§ **Tasks to perform**
• A. Translate into Spanish this sentence from the Deolis Guerra article: "Guerra signed with the New York Mets as a non-drafted free agent on July 2, 2005."
• B. According to the Deolis Guerra article, on what date was Guerra added to the Twins' 40-man roster?
• C. Decide whether each statement agrees with the Deolis Guerra article, answering yes or no and quoting the words from the article that settle it: (i) The Cleveland Indians' waiver claim on Guerra went through. (ii) The Los Angeles Angels claimed Guerra in the Rule 5 draft. (iii) The Twins converted Guerra into a relief pitcher during the 2010 season.

§ **Text section**
# # # # #

Deolis Alexander Guerra (born April 17, 1989) is a Venezuelan professional baseball pitcher in the Oakland Athletics organization. He has previously played for the Milwaukee Brewers, Pittsburgh Pirates, Los Angeles Angels, Philadelphia Phillies and Oakland Athletics.

Career

New York Mets
Guerra signed with the New York Mets as a non-drafted free agent on July 2, 2005. He was named South Atlantic League Pitcher of the Week on July 30, 2006. On July 8, 2007, Guerra represented the New York Mets' organization for the World Team in Major League Baseball's All-Star Futures Game.

Minnesota Twins
Along with outfielder Carlos Gómez and pitchers Philip Humber and Kevin Mulvey, Guerra was traded to the Minnesota Twins for Johan Santana on January 29, 2008.

With the Fort Myers Miracle, he compiled a 7–2 record with a 4.83 earned run average in the first half of the 2008 season—helping his team capture the Florida State League (FSL) first-half West Division title. Guerra's first start in the second half of the 2008 season (Tuesday, July 1) was a 4–0 complete game shutout of the Tampa Yankees. He allowed only three hits, and retired 19 in a row between a first inning single by James Cooper and a one-out single by Andres Perez in the seventh. It marked the first shutout of Guerra’ professional career. For the second half, he went 4–7 with a 6.08 ERA in 13 starts.

The Miracle again captured the first half division title in 2009, this time in the FSL's newly realigned Southern Division, and Guerra brought a no hitter into the eighth inning of a July 3 game against the Charlotte Stone Crabs. With one out, Christian López broke it up with a double down the left field line. Guerra was promoted to the New Britain Rock Cats immediately after this game (July 7).  He was named FSL pitcher of the week for the week of June 29 through July 5. His combined record for Fort Myers and New Britain was 12–11 with a 4.89 ERA and 106 strikeouts.

On November 20, 2009, he was added to the Twins' 40-man roster. He began the 2010 season with New Britain, going 1–1 with a 3.07 ERA in five starts prior to being promoted to triple-A. During the 2012 season, the Twins converted Guerra into a relief pitcher. The Twins removed Guerra from their 40-man roster after the 2012 season.

Guerra competed for the Venezuelan national baseball team in the 2013 World Baseball Classic. He was hospitalized with a blood clot in his right shoulder in March 2013.

Pittsburgh Pirates
Guerra signed a minor league deal with the Pittsburgh Pirates in November  2014.

On June 27, 2015, The Pirates promoted him to the major leagues. He was designated for assignment on July 31. The Cleveland Indians claimed Guerra off of waivers, but the claim was rescinded due to Guerra experiencing knee inflammation, and was placed on the Pirates' disabled list. The Pirates designated Guerra for assignment after the 2015 season, but signed him to a minor league contract with an invitation to 2016 spring training.

Los Angeles Angels
On December 10, 2015, Guerra was claimed in the Rule 5 draft by the Los Angeles Angels.

On May 30, 2016, Guerra was designated for assignment, and outrighted to Triple-A on June 3. The next day, the Angels re-selected Guerra's contract, adding him to the 25-man roster.

On February 10, 2017, Guerra was designated for assignment.

Texas Rangers
On January 16, 2018, Guerra signed a minor league deal with the Texas Rangers. He elected free agency on November 2, 2018.

# # # # #

§ **Supplied entries**
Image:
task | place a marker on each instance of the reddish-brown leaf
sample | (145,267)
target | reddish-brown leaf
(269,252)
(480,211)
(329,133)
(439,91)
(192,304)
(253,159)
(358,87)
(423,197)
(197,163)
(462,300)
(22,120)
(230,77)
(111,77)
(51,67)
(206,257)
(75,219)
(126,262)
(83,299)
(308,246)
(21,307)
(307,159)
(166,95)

# # # # #

§ **Solutions below**
• A. Guerra firmó con los New York Mets como agente libre no seleccionado en el draft el 2 de julio de 2005.

• B. November 20, 2009.

• C.
(i) No: "the claim was rescinded due to Guerra experiencing knee inflammation"
(ii) Yes: "On December 10, 2015, Guerra was claimed in the Rule 5 draft by the Los Angeles Angels."
(iii) No: "During the 2012 season, the Twins converted Guerra into a relief pitcher."